**Directive:** Put the lines below into a JSON list of strings, one string per line and no blank lines, starting with the line that contains "pastry shown in this photo." and running through the last line, both ends included.

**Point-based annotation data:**
***

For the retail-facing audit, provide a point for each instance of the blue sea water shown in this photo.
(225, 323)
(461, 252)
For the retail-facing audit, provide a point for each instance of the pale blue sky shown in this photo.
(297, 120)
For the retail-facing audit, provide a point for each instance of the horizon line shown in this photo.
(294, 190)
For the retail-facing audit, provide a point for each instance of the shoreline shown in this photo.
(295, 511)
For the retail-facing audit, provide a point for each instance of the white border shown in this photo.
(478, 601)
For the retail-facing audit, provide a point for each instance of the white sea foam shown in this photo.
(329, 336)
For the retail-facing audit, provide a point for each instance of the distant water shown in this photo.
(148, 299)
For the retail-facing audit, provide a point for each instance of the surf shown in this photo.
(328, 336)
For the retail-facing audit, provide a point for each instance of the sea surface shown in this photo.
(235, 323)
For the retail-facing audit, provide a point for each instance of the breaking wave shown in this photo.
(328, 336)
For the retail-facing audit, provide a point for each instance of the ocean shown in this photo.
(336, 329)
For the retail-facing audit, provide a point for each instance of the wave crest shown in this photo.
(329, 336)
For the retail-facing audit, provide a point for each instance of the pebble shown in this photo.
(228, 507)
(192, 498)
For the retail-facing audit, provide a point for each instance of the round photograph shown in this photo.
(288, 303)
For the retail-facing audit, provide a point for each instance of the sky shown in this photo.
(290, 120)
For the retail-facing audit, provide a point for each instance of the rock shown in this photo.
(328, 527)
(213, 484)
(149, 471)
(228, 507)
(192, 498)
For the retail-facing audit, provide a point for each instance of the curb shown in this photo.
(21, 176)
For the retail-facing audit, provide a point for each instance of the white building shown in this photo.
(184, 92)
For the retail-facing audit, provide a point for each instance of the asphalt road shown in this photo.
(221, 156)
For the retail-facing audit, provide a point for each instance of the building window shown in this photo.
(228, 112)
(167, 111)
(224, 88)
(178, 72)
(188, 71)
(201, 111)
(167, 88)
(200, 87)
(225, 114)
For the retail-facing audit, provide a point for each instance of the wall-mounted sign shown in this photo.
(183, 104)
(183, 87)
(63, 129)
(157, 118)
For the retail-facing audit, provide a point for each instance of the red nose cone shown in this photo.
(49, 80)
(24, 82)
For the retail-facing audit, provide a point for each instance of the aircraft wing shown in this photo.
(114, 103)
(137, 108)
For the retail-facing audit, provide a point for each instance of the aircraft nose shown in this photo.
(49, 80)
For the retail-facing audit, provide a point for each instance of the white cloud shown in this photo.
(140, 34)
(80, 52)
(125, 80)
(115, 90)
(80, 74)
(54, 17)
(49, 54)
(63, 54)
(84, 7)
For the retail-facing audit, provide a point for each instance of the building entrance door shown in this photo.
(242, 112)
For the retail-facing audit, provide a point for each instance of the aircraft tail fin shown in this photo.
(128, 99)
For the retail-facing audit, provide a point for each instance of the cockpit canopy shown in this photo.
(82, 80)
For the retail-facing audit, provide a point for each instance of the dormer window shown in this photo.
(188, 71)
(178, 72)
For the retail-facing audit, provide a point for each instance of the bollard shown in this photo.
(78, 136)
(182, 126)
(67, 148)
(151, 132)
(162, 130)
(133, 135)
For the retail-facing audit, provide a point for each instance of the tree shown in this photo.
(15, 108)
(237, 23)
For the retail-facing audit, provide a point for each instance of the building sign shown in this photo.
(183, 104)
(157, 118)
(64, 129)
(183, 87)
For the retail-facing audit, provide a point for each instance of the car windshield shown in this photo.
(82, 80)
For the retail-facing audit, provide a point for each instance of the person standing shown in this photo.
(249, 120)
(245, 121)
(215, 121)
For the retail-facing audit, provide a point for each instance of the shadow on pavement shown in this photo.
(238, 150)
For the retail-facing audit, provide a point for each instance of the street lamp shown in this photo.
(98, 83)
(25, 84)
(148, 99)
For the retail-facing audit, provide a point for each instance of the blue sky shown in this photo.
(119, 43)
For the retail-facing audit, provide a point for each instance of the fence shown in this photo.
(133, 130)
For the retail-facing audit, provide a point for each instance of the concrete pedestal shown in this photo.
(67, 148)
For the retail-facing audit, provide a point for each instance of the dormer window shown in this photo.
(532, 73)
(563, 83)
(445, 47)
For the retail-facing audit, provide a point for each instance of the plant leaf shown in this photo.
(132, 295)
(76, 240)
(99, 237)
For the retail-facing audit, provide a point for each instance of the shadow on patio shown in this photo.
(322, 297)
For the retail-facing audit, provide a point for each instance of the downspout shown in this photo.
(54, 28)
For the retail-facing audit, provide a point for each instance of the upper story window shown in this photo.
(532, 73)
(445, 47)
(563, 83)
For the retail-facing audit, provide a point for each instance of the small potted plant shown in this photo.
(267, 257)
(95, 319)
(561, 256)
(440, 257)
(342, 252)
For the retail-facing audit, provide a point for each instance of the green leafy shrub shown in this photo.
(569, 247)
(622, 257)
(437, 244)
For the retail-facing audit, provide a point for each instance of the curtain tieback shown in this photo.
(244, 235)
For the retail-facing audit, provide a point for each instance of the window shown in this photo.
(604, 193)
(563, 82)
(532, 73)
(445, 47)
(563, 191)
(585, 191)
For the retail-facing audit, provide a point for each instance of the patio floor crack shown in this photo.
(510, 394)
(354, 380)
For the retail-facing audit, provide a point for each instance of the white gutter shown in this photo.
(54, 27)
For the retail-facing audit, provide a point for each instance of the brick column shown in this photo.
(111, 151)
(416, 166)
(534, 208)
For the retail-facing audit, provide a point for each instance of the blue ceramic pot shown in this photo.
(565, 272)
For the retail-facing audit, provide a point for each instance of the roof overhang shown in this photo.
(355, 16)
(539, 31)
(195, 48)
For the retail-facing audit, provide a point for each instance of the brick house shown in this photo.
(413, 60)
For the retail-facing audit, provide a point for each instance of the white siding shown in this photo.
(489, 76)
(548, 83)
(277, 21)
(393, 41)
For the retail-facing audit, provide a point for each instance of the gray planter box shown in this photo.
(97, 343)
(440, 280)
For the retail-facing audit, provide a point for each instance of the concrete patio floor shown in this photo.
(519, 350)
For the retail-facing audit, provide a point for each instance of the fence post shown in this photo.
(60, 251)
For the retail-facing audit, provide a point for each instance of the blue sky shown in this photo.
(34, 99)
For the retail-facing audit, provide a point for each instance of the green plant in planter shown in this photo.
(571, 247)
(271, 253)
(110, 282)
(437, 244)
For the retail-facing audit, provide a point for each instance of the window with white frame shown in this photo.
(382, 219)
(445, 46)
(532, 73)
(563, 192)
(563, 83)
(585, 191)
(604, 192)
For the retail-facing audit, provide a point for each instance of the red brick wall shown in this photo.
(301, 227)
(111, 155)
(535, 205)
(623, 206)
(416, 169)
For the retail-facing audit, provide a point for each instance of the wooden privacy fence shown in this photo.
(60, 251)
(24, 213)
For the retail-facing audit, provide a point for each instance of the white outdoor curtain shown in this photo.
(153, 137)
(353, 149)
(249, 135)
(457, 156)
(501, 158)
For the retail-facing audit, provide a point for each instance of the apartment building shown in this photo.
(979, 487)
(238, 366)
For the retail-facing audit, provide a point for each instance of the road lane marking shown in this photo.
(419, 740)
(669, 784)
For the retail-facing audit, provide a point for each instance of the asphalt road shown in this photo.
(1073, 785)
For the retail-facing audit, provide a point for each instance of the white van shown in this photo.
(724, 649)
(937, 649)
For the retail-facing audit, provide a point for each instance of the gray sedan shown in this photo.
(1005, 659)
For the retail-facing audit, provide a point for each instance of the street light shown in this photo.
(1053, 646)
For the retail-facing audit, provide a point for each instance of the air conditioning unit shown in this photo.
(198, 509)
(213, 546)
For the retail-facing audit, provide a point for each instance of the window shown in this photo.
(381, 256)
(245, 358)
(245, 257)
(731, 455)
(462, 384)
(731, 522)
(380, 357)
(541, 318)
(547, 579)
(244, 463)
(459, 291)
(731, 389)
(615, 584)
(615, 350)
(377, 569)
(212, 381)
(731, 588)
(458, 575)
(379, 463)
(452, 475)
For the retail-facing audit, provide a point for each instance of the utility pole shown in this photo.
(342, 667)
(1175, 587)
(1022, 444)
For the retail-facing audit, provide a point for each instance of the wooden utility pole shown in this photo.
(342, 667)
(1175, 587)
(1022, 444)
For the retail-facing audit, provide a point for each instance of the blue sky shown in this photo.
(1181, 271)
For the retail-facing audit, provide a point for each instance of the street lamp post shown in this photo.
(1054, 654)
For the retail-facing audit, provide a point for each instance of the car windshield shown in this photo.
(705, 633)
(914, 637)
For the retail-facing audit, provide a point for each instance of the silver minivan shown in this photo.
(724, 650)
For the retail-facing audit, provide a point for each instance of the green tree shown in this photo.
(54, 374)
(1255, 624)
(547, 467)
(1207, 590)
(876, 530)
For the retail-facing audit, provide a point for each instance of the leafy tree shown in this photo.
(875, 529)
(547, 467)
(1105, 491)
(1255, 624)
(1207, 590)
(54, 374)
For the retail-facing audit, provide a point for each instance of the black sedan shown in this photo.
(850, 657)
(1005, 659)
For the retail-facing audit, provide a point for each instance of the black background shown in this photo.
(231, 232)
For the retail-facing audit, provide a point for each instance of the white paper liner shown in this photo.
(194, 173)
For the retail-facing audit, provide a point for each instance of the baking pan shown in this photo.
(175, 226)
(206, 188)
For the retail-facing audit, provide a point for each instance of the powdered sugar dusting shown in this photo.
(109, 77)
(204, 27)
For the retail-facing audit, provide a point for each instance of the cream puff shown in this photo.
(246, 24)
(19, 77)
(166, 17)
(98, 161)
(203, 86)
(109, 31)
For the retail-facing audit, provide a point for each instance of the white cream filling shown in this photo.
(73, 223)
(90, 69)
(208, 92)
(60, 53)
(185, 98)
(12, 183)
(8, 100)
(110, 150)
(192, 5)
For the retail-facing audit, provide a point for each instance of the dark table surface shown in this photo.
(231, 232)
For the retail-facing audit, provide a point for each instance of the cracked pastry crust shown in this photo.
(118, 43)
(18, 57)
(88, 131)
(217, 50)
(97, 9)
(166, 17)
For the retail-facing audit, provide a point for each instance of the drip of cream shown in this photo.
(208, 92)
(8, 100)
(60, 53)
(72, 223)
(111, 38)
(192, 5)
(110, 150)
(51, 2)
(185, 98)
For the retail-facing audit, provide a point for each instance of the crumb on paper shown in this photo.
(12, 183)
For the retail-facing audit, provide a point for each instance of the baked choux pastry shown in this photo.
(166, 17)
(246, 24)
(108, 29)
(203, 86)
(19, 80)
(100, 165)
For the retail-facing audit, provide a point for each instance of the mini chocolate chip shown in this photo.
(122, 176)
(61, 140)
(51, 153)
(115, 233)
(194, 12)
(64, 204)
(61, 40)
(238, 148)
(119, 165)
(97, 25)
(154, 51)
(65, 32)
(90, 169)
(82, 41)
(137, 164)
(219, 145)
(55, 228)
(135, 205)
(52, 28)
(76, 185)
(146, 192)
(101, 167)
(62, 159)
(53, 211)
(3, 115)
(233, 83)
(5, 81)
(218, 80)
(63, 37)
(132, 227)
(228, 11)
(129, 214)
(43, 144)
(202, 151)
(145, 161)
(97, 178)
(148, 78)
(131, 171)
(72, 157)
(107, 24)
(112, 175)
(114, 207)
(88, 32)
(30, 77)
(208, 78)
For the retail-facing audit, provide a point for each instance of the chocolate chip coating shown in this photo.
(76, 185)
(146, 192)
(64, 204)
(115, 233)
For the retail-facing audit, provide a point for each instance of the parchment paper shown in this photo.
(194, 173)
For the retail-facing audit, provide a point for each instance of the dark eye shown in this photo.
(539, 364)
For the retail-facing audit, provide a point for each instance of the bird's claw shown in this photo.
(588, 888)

***

**Task response:**
[
  "For the retail-facing audit, provide a point for each instance of the baked choux pastry shown in this photo.",
  "(166, 17)",
  "(246, 24)",
  "(108, 29)",
  "(203, 86)",
  "(19, 80)",
  "(100, 165)",
  "For the retail-facing audit, provide a point for each instance of the mini chocolate chip shown in this photo.",
  "(122, 176)",
  "(61, 140)",
  "(51, 153)",
  "(115, 233)",
  "(194, 12)",
  "(64, 204)",
  "(61, 40)",
  "(238, 148)",
  "(119, 165)",
  "(97, 25)",
  "(154, 51)",
  "(65, 32)",
  "(90, 169)",
  "(82, 41)",
  "(137, 164)",
  "(219, 145)",
  "(55, 228)",
  "(135, 205)",
  "(52, 28)",
  "(76, 185)",
  "(146, 192)",
  "(101, 167)",
  "(62, 159)",
  "(53, 211)",
  "(3, 115)",
  "(233, 83)",
  "(5, 81)",
  "(218, 80)",
  "(63, 37)",
  "(132, 227)",
  "(228, 11)",
  "(129, 214)",
  "(43, 144)",
  "(202, 151)",
  "(145, 161)",
  "(97, 178)",
  "(148, 78)",
  "(131, 171)",
  "(72, 157)",
  "(107, 24)",
  "(112, 175)",
  "(114, 207)",
  "(88, 32)",
  "(30, 77)",
  "(208, 78)",
  "For the retail-facing audit, provide a point for each instance of the chocolate chip coating shown in this photo.",
  "(76, 185)",
  "(146, 192)",
  "(64, 204)",
  "(115, 233)",
  "For the retail-facing audit, provide a point for each instance of the parchment paper shown in this photo.",
  "(194, 173)",
  "For the retail-facing audit, provide a point for each instance of the dark eye shown in this photo.",
  "(539, 364)",
  "For the retail-facing audit, provide a point for each instance of the bird's claw shown in this photo.",
  "(588, 888)"
]